▶ _TASK DESCRIPTION_: Gather every line in the material below that contains the word "strap", and copy each one verbatim.
## begin THE DATA
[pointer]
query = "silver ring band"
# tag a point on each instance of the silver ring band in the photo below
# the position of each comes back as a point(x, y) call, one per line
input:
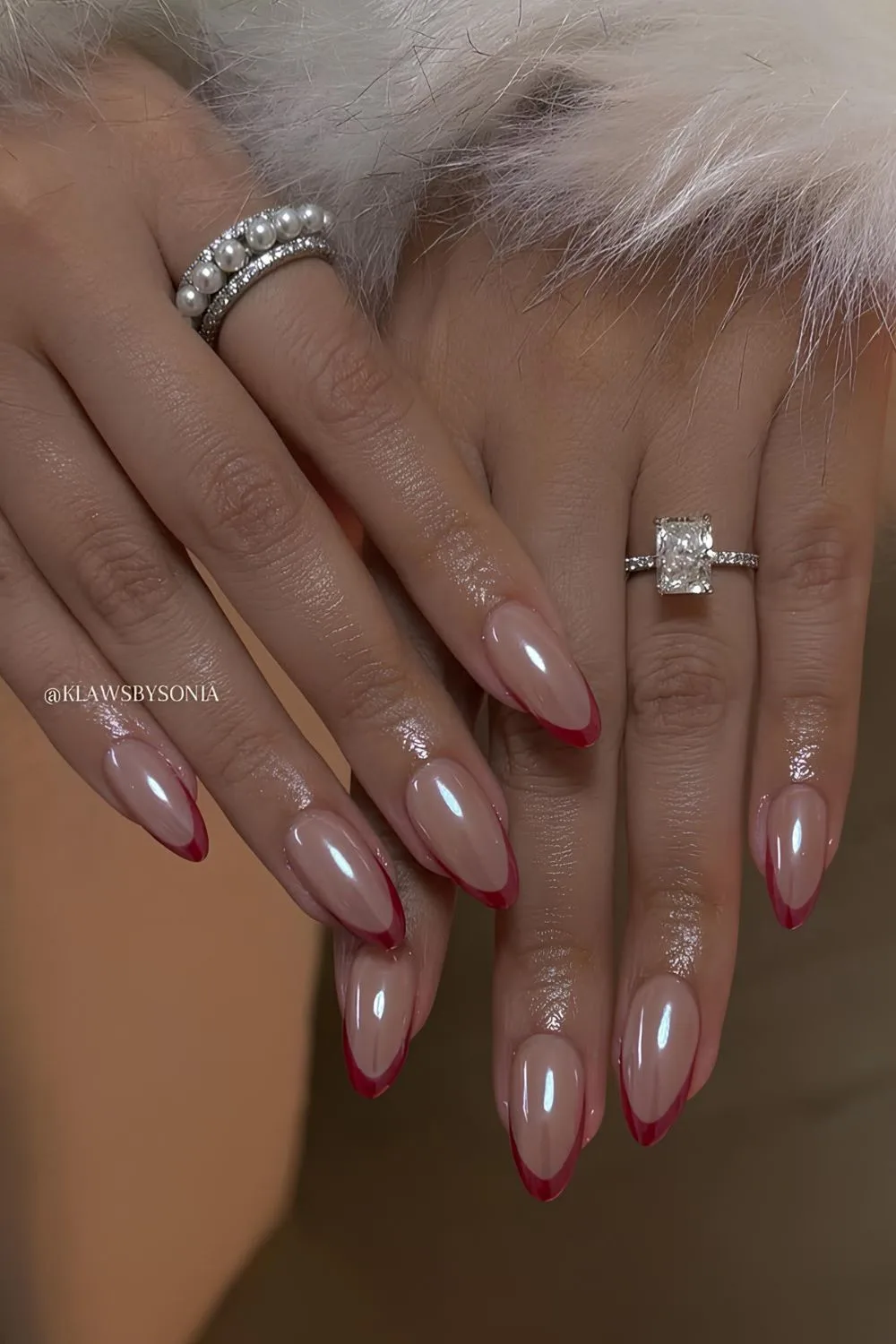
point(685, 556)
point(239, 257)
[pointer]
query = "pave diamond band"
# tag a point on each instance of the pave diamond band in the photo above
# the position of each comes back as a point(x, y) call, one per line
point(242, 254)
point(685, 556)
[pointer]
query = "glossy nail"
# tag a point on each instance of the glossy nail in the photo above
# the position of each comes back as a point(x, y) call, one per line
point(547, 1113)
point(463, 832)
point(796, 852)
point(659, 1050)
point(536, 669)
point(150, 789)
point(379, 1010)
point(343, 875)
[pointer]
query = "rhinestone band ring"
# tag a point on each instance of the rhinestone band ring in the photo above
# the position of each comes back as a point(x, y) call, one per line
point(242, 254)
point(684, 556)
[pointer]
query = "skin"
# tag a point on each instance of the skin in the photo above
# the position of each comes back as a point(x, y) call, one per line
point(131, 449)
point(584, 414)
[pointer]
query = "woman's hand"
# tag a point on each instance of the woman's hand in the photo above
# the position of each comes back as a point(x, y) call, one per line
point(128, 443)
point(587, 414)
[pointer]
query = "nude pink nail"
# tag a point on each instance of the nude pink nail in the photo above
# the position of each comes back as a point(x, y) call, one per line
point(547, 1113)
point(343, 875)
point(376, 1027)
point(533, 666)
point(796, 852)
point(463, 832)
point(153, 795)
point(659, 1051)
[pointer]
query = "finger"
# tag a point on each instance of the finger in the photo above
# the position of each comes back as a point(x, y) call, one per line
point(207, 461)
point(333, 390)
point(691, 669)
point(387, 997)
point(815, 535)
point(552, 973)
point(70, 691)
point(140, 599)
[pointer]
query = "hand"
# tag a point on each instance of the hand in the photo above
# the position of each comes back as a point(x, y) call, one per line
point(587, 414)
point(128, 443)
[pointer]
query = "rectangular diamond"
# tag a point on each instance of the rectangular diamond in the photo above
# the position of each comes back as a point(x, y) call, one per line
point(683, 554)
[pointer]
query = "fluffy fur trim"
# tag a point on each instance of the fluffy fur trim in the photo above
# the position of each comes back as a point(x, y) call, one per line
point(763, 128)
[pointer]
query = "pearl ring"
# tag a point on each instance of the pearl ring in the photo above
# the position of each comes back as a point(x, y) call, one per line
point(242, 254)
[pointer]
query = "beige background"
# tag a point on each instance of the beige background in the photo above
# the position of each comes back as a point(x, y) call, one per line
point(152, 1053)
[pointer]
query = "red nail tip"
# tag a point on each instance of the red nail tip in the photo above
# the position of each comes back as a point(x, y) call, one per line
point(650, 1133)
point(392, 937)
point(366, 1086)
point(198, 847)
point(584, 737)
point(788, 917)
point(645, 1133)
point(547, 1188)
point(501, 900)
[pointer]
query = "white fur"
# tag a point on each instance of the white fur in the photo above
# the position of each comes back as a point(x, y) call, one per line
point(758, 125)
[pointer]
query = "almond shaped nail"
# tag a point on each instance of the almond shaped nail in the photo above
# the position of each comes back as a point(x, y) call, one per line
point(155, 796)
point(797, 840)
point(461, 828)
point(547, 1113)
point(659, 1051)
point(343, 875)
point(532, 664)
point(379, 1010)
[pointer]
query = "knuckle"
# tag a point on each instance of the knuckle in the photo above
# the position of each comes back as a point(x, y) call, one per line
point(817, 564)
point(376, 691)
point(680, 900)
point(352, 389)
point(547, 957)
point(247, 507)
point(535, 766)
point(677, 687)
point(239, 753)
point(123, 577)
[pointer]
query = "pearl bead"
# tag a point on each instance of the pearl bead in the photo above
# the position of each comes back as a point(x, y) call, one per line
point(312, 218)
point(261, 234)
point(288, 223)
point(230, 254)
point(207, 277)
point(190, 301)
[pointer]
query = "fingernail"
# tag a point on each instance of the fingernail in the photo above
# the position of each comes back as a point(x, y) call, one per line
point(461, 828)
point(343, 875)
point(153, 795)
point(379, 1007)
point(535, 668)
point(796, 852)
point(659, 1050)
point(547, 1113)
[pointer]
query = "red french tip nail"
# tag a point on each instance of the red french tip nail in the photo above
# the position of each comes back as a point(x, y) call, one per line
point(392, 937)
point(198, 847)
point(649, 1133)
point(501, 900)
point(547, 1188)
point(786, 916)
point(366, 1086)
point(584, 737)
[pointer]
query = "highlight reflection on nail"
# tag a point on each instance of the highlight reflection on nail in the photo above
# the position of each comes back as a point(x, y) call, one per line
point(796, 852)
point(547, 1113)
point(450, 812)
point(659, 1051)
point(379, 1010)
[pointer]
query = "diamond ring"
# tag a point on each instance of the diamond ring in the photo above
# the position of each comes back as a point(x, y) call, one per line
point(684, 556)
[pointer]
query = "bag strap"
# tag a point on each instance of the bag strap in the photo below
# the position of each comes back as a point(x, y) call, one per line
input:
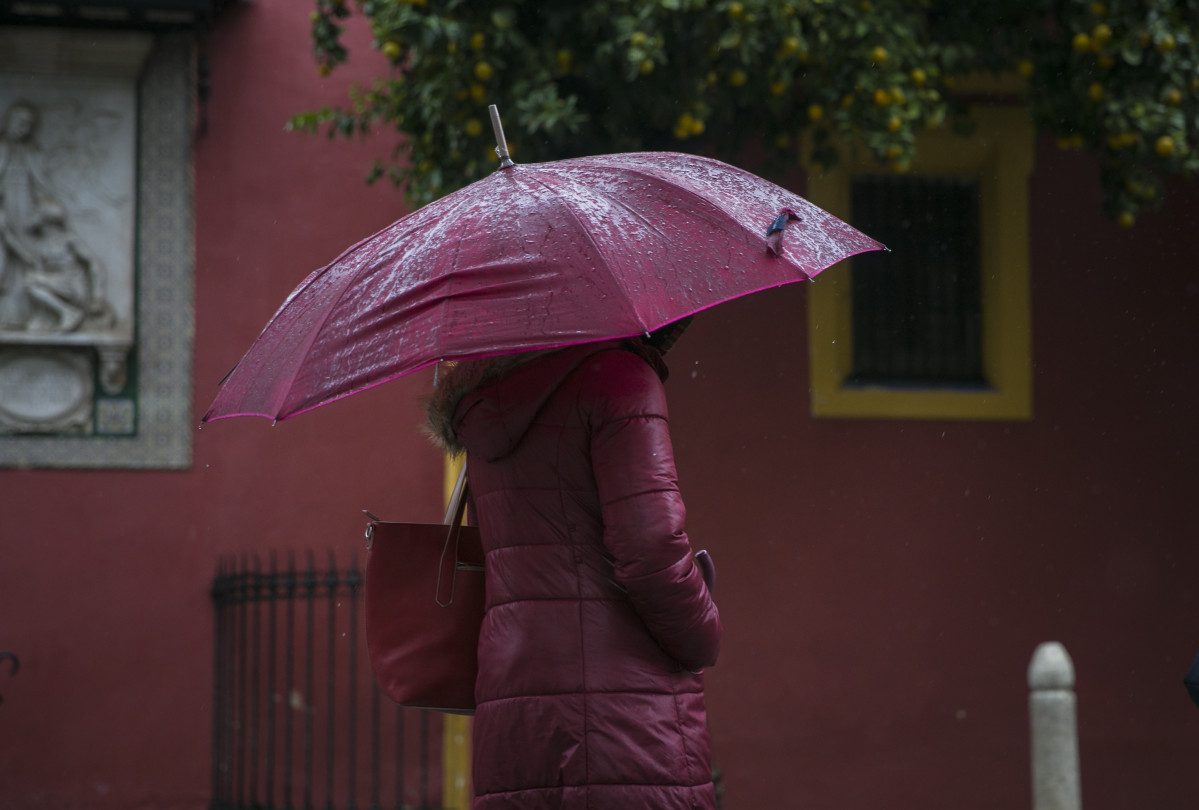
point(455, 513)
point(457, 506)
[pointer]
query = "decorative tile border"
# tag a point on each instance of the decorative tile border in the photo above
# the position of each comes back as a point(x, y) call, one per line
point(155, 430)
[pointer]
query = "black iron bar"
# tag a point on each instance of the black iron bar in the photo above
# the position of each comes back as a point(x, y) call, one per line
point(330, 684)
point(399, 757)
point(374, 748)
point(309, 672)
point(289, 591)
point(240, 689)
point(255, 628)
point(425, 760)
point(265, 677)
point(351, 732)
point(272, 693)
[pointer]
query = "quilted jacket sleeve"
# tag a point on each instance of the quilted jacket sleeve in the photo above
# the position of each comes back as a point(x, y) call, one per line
## end THE DATA
▶ _EXERCISE SOLUTION_:
query = "bag strap"
# tag a point on each instance of the bag strap in the photo below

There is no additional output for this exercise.